REQUIREMENT: Can you output the lines from the one containing "Target: bunch of grapes" through the one containing "145 131 L 145", both included, as a JSON list of strings with one string per line and blank lines omitted?

Region annotation entries:
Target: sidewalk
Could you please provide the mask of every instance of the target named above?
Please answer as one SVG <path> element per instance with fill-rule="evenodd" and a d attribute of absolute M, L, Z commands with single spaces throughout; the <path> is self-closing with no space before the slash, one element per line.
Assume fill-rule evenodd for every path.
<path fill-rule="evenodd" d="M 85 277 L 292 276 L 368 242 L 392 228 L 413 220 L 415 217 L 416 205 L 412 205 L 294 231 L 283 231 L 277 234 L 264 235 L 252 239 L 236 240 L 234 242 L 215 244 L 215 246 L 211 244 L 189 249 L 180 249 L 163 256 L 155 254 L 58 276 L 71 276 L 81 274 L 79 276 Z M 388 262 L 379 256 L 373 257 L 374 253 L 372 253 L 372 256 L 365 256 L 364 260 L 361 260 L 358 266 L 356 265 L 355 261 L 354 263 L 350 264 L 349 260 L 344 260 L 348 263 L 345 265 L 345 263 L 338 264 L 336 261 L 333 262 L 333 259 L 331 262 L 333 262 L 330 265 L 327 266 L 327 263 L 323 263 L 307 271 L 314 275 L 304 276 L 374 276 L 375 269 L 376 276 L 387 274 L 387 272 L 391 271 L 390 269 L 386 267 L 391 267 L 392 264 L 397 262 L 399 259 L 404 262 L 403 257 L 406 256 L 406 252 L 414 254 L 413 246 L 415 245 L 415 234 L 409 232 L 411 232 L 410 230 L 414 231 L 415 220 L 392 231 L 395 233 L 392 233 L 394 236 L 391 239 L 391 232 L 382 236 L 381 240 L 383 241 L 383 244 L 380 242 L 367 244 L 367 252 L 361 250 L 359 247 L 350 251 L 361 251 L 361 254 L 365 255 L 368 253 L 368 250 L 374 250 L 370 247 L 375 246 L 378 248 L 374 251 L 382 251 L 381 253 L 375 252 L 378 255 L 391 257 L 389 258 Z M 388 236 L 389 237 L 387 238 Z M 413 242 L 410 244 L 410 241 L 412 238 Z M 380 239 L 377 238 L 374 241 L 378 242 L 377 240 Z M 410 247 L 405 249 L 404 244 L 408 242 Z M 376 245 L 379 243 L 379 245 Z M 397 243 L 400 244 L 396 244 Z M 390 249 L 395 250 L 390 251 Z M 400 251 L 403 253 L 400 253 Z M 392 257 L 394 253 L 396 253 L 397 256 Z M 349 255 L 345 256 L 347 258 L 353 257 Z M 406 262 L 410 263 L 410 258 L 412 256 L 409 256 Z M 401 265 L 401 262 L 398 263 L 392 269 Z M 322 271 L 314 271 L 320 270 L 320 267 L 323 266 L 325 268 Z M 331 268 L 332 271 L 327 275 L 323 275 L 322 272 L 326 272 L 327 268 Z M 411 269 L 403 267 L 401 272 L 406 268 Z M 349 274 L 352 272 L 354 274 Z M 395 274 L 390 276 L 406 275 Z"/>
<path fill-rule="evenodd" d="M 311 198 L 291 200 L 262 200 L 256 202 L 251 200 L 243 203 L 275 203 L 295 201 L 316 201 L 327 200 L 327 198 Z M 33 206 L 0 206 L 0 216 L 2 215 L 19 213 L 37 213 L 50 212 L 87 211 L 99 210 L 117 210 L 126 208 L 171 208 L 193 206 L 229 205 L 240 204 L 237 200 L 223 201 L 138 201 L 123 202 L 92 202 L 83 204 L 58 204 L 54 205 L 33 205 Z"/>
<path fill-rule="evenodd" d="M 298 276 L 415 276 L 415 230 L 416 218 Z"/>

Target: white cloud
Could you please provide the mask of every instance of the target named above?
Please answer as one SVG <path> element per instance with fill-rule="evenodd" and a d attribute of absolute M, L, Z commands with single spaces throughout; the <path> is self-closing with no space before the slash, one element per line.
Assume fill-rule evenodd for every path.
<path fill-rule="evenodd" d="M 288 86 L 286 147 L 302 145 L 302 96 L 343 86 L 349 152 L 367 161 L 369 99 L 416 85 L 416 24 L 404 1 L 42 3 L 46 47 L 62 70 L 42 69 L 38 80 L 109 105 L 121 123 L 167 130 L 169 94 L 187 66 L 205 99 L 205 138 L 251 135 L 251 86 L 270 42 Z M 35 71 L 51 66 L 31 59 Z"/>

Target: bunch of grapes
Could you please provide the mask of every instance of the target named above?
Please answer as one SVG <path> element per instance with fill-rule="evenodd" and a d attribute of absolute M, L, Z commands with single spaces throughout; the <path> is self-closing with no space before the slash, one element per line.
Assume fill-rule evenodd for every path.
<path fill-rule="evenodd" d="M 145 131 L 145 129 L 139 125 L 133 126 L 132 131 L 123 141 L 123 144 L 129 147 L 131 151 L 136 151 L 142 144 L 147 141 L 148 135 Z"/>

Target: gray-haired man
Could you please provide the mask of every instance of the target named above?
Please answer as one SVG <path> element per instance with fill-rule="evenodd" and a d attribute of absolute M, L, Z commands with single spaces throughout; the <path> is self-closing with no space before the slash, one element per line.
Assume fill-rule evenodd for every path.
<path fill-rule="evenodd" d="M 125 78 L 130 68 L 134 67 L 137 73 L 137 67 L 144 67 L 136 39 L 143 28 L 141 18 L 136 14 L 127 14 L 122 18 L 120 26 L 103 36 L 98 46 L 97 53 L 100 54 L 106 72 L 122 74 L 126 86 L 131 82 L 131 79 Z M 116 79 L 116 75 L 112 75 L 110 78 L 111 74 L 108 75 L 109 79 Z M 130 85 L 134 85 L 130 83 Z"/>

RESULT FOR THIS TASK:
[
  "Target: bunch of grapes",
  "Could you please provide the mask of every instance of the target named above?",
  "Please answer as one SVG <path> element per instance with fill-rule=\"evenodd\" and a d attribute of absolute M, L, Z commands with single spaces throughout; the <path> is self-closing with no space before the slash, one element per line.",
  "Assume fill-rule evenodd for every path.",
  "<path fill-rule=\"evenodd\" d=\"M 145 131 L 145 129 L 139 125 L 133 126 L 132 131 L 123 141 L 123 144 L 129 147 L 131 151 L 136 151 L 142 144 L 147 141 L 148 135 Z\"/>"
]